Please copy every row below verbatim, leaving the pictures out of your answer.

--- BEGIN ---

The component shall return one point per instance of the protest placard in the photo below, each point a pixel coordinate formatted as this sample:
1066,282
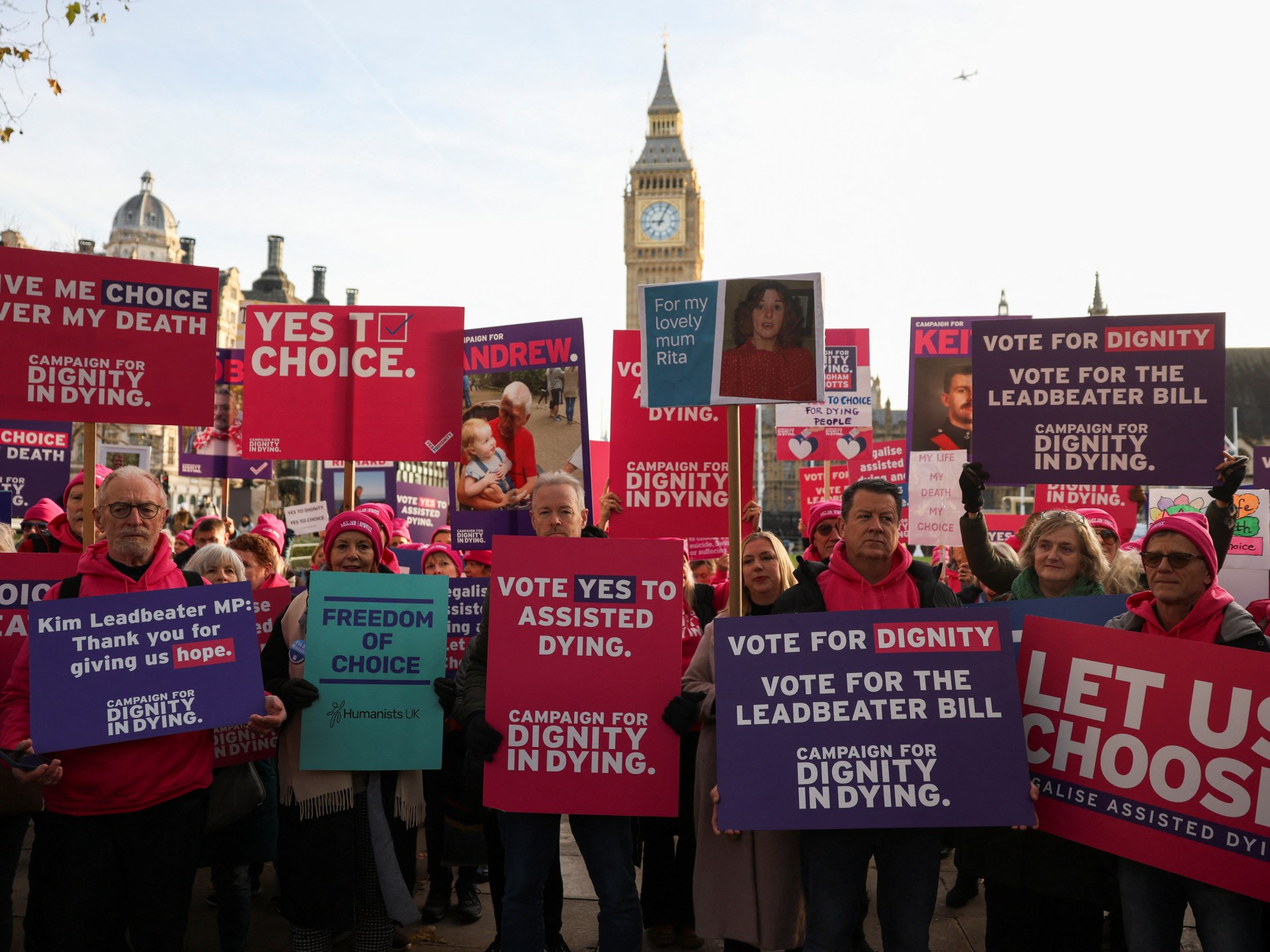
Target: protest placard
216,451
941,383
1151,748
1099,397
668,466
425,508
24,578
238,744
745,340
585,653
810,484
1002,526
833,429
306,517
525,413
1261,467
466,597
1250,545
374,481
934,498
37,460
376,381
1114,500
869,719
105,339
116,668
375,644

--- END ---

● IN RESPONSE:
The component shall return one point per instance of the protest placard in the photo below, each point a pixel coordinate formatted as this sample:
1066,282
Target: protest placard
216,451
941,383
1151,748
1099,397
668,466
425,508
24,578
238,744
745,340
585,653
810,484
1002,526
833,429
306,517
525,413
1261,467
466,597
1250,545
374,481
934,498
37,460
376,381
1114,500
869,719
105,339
116,668
375,644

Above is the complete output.